§ What to work on
1. According to the obituaries, which two metals is Thomas F. Mancuso generally credited with being the first to recognize as causes of cancer?
2. Please recast the paragraph of the obituaries that begins "He wrote the book for Don't Get God Started" as a short bulleted list that keeps its main facts.
3. Carry the obituaries forward from their final sentence.

::: Passage for review :::

Dr. Thomas F. Mancuso,

92, a pioneering epidemiologist who developed methods now widely used to examine the long-term effects of workplace health hazards, and who faced of political pressure over his study of the health effects of low-level radiation exposure, died July 4 of esophageal cancer in Oakland, Calif.

During his more than 50-year career in occupational safety and health, he pioneered the investigation of the health hazards of chemical compounds and metals in industrial use such as dyes, asbestos, chromium and beryllium. He generally is credited as being the first person to recognize that chromium and beryllium cause cancer.

As a research professor of occupational health at the University of Pittsburgh, he had been contracted by the Atomic Energy Commission in the mid-1960s to conduct a study of the effects of low-level radiation on approximately 500,000 workers in the nation's nuclear weapons production plants. After the government terminated his research contract in 1977, he contended that he was removed as director of the $6 million study because he refused to cover up findings of radiation hazards to workers. His allegations of a cover-up, which federal officials denied, led to a congressional hearing in 1978.

Ron Milner, 66, a playwright and major figure in the art that emerged from the civil rights movement, died of cancer Friday in a Detroit-area hospital.

His plays included 1974's What the Wine-Sellers Buy, a coming-of-age tale set on Detroit streets in the 1950s, and 1988's Checkmates, a comedy about contrasting couples that ran on Broadway featuring Paul Winfield, Ruby Dee, Denzel Washington and Marsha Jackson.

He wrote the book for Don't Get God Started, a gospel show that ran on Broadway for several months in the late 1980s. The morality tale featured dramatized lessons about life and love interspersed with gospel songs. His other plays include Who's Got His Own, Season's Reasons, and Jazz-Set.

Maria de Lourdes Pintasilgo, 74, the only woman to serve as Portugal's prime minister, died of heart failure Saturday, news reports from Lisbon said.

She served as prime minister in 1979. She also held a series of senior posts, including minister of social affairs, in provisional governments after the 1974 revolution that ended 30 years of dictatorship. She had also served as ambassador to UNESCO.

::: Supplied records :::

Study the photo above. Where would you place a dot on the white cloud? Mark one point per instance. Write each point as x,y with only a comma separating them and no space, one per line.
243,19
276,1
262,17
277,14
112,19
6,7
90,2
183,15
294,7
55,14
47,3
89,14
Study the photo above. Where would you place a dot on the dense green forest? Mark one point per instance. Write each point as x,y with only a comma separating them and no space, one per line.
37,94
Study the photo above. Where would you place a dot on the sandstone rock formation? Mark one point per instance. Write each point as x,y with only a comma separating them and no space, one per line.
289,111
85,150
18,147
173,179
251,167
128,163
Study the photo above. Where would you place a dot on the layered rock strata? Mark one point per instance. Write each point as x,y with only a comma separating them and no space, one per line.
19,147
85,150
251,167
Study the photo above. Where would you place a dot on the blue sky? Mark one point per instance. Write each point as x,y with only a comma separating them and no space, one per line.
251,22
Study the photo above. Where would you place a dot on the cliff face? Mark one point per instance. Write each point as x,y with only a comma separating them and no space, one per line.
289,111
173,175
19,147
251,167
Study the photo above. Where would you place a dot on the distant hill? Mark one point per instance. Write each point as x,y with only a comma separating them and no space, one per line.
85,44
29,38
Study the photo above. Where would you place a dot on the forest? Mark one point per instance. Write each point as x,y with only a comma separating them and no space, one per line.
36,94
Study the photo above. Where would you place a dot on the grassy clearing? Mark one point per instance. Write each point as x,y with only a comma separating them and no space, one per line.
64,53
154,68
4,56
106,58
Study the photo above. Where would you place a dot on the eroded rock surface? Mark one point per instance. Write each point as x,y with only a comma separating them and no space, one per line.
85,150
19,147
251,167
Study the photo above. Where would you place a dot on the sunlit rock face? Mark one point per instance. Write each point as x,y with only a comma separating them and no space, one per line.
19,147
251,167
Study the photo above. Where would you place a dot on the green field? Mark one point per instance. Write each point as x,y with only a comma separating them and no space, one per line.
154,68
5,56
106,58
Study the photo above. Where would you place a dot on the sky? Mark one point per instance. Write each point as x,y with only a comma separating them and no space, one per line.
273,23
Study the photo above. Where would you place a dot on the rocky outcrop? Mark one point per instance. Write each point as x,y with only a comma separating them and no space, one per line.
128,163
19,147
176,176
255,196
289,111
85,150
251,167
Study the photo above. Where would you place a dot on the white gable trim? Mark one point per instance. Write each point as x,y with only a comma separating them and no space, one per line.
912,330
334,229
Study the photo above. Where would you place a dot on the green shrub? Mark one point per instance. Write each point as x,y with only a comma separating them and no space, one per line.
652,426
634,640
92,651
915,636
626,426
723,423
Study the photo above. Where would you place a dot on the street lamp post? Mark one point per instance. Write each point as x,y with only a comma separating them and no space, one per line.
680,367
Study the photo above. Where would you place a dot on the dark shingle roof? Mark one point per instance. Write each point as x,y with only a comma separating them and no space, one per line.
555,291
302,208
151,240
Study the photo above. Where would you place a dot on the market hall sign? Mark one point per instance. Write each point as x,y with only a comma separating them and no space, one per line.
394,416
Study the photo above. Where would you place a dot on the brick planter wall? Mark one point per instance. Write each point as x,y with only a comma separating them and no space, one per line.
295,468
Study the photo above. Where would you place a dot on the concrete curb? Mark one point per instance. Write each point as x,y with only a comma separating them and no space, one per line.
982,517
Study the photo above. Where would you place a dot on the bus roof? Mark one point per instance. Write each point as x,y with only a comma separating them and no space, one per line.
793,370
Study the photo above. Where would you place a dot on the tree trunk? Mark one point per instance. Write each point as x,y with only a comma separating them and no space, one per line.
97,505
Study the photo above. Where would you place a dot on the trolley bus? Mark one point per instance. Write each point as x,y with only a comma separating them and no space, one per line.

:::

§ Results in order
1. Chromium and beryllium.

2.
- Ron Milner wrote the book for Don't Get God Started, a gospel show that ran on Broadway for several months in the late 1980s.
- The show was a morality tale with dramatized lessons about life and love interspersed with gospel songs.
- His other plays include Who's Got His Own, Season's Reasons, and Jazz-Set.

3.
Trained as a chemical and industrial engineer, she ran unsuccessfully for president in 1986 for the Socialist party and was elected to the European Parliament in 1987.

Andrian Nikolayev, 74, whose 1962 flight into space set an endurance record, died July 3 of a heart attack in Cheboksary, Russia.

He became Russia's third cosmonaut to travel into space when he and Pavel Popovich were launched in separate crafts in August 1962. The pair made the first simultaneous flights, and Mr. Nikolayev set a separate endurance record, circling the Earth 64 times in 96 hours.

He returned to space in 1970 for his second and final mission onboard the Soyuz 9 craft. Altogether, he spent more than 200 hours in space, according to Russian media reports. He was married to Valentina Tereshkova, who in 1963 became the first woman to travel to space. They later divorced.

William K. McClure, 81, an Emmy Award-winning producer for 60 Minutes and other CBS News programs, died Friday of a heart ailment in Sardinia, Italy.

He began his career at CBS in 1952 after working as a cameraman for the Army Signal Corps. He was among six producers who started work for Mike Wallace and Harry Reasoner when 60 Minutes debuted in 1968.

In his 40-year career, he won four Emmys for documentaries on topics ranging from the Sicilian mob to the Chernobyl nuclear disaster.

Samir Naqqash, 66, an Israeli author and playwright who wrote almost exclusively in the Arabic of his native Iraq, died Tuesday of a heart attack at his home in Jerusalem.

While achieving wide-ranging acclaim in the Arab world, particularly among the Iraqi exile community, he was little known in Israel; only one of his 13 works was translated into Hebrew.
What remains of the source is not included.